## Задание
Перепишите отрывок текста о начале Второй мировой войны от «Но Польше недолго» до «а социальной революции.», подставив «британского премьера» вместо «Чемберлена».

## Текст для чтения
LXI. НАЧАЛО ВТОРОЙ МИРОВОЙ ВОЙНЫ

В марте 1938 г. русский министр иностранных дел Литвинов предложил Англии, Франции и США обсудить необходимость более тесного сближения для предотвращения дальнейшей агрессии, особенно в Центральной Европе. Германию, Италию и Японию на эти консультации не пригласили, поскольку, как сказал Литвинов, «мы не хотим обсуждать агрессию с агрессором». Это простое и очевидное предложение могло бы пресечь европейские конфликты, но антикоммунизм английского консервативного большинства оказался куда сильнее осознания германской угрозы. Предложение Литвинова было повторено Сталиным (март 1939 г.) и Молотовым (май), при этом указывалось на то, что Англия и Франция отказались гарантировать совместно с Россией безопасность прибалтийских государств в случае агрессии со стороны Германии.

Следующим шагом Гитлера было уничтожение Чехословакии. После аннексии Австрии эта небольшая страна оказалась окруженной с трех сторон, и началась истерическая кампания в защиту немецкого населения, которое по Версальскому договору было из стратегических соображений включено в состав Чехословакии. Последовали угрозы войны и совсем уж фантастические переговоры. Чемберлен[84] пустился во все тяжкие ради умиротворения общего врага. Впоследствии английский народ отверг его политику, но в то время Чемберлен пользовался поддержкой большинства В конце концов, на переговорах в Мюнхене Чемберлен бросил на произвол судьбы Бенеша[85] и отверг предложение быстрого отпора Германии со стороны России, Франции, Англии и Чехословакии. Он привез с собой жалкий клочок бумаги и обратился к толпе на Даунинг-стрит[86] со словами: «Это мир, друзья мои. Можете идти по домам и спокойно спать». Его приветствовали бурной овацией, и об этом никогда нельзя забывать.

В жестоком миропорядке природы наказания за безумие и слабость так же тяжелы, как и за уголовные преступления. Англия и все человечество искупают ныне свое пренебрежение честью и долгом. Немцы вовсе не собирались соблюдать принятые обязательства, и теперь кажется невероятным, что им можно было поверить. Германия пребывала в полной боевой готовности, а «друзья» господина Чемберлена спокойно спали. Немецкие войска вошли в отведенные им области Чехословакии, но на этом не остановились. В марте 1939 г. Чехословакия прекратила свое существование, и завод «Шкода» стал выпускать оружие для германской армии. Польша и Венгрия, не задумываясь о собственной судьбе, с жадностью набросились на поверженную Чехословакию. Польша отхватила Тешинскую область, а Венгрия завладела полосой территории, населенной украинцами.

Но Польше недолго пришлось наслаждаться новыми приобретениями. Она была следующей мишенью германской агрессии, прологом к которой послужил данцигский вопрос[87]. По мере развития ситуации метания Чемберлена делались все более жалкими. Англия предала Чехословакию из страха перед большевизмом и все еще верила, что главной целью Гитлера является коммунистическая Россия, однако Польша была католической и антисоветской страной. Снова начались переговоры о коллективном сдерживании Германии, и снова они кончились ничем из-за нескрываемого отвращения к сотрудничеству с Россией со стороны английских правящих кругов, которые больше всего боялись не Гитлера, а социальной революции.

## Необработанные строки
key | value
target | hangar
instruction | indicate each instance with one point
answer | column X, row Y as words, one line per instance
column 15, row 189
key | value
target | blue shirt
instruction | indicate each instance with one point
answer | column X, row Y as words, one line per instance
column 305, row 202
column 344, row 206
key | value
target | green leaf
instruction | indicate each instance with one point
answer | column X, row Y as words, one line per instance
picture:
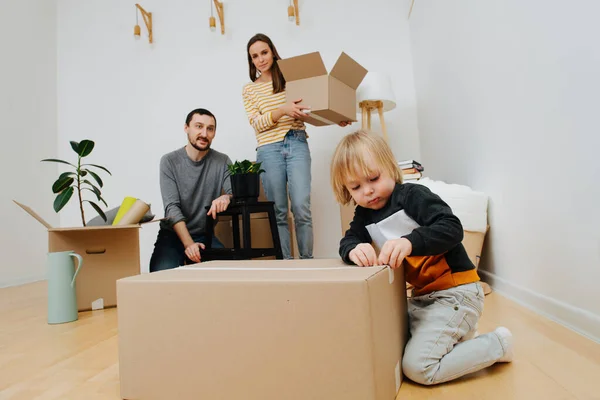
column 92, row 185
column 97, row 166
column 245, row 167
column 98, row 209
column 62, row 183
column 96, row 191
column 96, row 177
column 85, row 148
column 59, row 161
column 63, row 198
column 66, row 174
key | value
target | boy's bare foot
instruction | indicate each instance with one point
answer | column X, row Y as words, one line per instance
column 506, row 339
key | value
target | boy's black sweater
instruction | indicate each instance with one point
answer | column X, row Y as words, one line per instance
column 438, row 260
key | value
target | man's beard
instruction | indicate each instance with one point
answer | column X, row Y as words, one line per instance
column 194, row 145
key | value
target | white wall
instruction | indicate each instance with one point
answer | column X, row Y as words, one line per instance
column 28, row 132
column 508, row 104
column 132, row 97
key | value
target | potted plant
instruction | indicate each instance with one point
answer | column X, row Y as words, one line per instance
column 78, row 180
column 245, row 184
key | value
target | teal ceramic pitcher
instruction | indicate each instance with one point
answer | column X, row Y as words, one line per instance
column 62, row 300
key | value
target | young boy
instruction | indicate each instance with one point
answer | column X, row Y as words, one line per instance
column 409, row 224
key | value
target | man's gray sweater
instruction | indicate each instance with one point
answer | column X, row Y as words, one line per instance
column 187, row 187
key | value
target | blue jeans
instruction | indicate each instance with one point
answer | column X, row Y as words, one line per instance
column 169, row 252
column 287, row 167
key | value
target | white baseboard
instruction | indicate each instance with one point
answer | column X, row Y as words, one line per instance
column 23, row 280
column 581, row 321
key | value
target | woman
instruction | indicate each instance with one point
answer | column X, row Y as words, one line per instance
column 281, row 143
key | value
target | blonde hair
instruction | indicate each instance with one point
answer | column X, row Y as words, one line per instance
column 350, row 161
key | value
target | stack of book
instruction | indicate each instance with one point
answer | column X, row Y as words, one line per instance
column 411, row 170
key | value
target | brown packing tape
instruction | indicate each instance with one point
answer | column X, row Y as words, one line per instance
column 135, row 213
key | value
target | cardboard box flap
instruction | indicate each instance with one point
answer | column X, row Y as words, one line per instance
column 302, row 67
column 34, row 214
column 348, row 71
column 95, row 228
column 232, row 274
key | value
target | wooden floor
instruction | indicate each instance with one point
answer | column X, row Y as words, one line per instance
column 79, row 360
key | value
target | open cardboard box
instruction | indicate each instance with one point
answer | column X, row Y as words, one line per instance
column 263, row 330
column 109, row 253
column 331, row 97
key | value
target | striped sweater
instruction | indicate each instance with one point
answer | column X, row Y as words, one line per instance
column 438, row 260
column 260, row 102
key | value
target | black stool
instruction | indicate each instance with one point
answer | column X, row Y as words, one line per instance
column 247, row 252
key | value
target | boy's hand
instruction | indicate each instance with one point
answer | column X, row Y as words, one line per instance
column 193, row 251
column 363, row 255
column 394, row 251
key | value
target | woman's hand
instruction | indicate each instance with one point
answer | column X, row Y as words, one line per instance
column 294, row 110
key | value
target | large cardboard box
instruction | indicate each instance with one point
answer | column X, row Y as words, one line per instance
column 109, row 253
column 262, row 330
column 472, row 241
column 332, row 97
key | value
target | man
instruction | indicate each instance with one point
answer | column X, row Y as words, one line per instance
column 191, row 178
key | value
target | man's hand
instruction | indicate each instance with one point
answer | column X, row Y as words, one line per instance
column 218, row 205
column 193, row 251
column 363, row 255
column 394, row 251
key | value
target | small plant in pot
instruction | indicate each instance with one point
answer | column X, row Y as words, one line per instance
column 245, row 180
column 79, row 180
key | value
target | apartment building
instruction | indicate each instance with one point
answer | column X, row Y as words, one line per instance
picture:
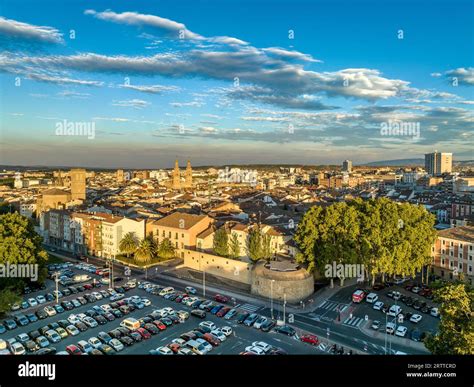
column 114, row 229
column 180, row 228
column 453, row 253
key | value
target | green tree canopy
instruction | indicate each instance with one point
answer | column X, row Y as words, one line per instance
column 166, row 249
column 128, row 244
column 145, row 251
column 8, row 297
column 20, row 244
column 456, row 329
column 221, row 242
column 387, row 237
column 234, row 246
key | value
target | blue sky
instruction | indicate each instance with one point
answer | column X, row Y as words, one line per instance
column 305, row 82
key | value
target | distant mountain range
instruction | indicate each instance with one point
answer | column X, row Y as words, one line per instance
column 411, row 162
column 382, row 163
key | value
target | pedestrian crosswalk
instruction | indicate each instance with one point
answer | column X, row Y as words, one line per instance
column 353, row 321
column 332, row 306
column 249, row 308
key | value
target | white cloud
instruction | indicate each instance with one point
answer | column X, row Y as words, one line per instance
column 16, row 29
column 135, row 103
column 153, row 89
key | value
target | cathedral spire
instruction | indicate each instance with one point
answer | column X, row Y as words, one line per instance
column 188, row 182
column 176, row 176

## Выполненное задание
Но Польше недолго пришлось наслаждаться новыми приобретениями. Она была следующей мишенью германской агрессии, прологом к которой послужил данцигский вопрос[87]. По мере развития ситуации метания британского премьера делались все более жалкими. Англия предала Чехословакию из страха перед большевизмом и все еще верила, что главной целью Гитлера является коммунистическая Россия, однако Польша была католической и антисоветской страной. Снова начались переговоры о коллективном сдерживании Германии, и снова они кончились ничем из-за нескрываемого отвращения к сотрудничеству с Россией со стороны английских правящих кругов, которые больше всего боялись не Гитлера, а социальной революции.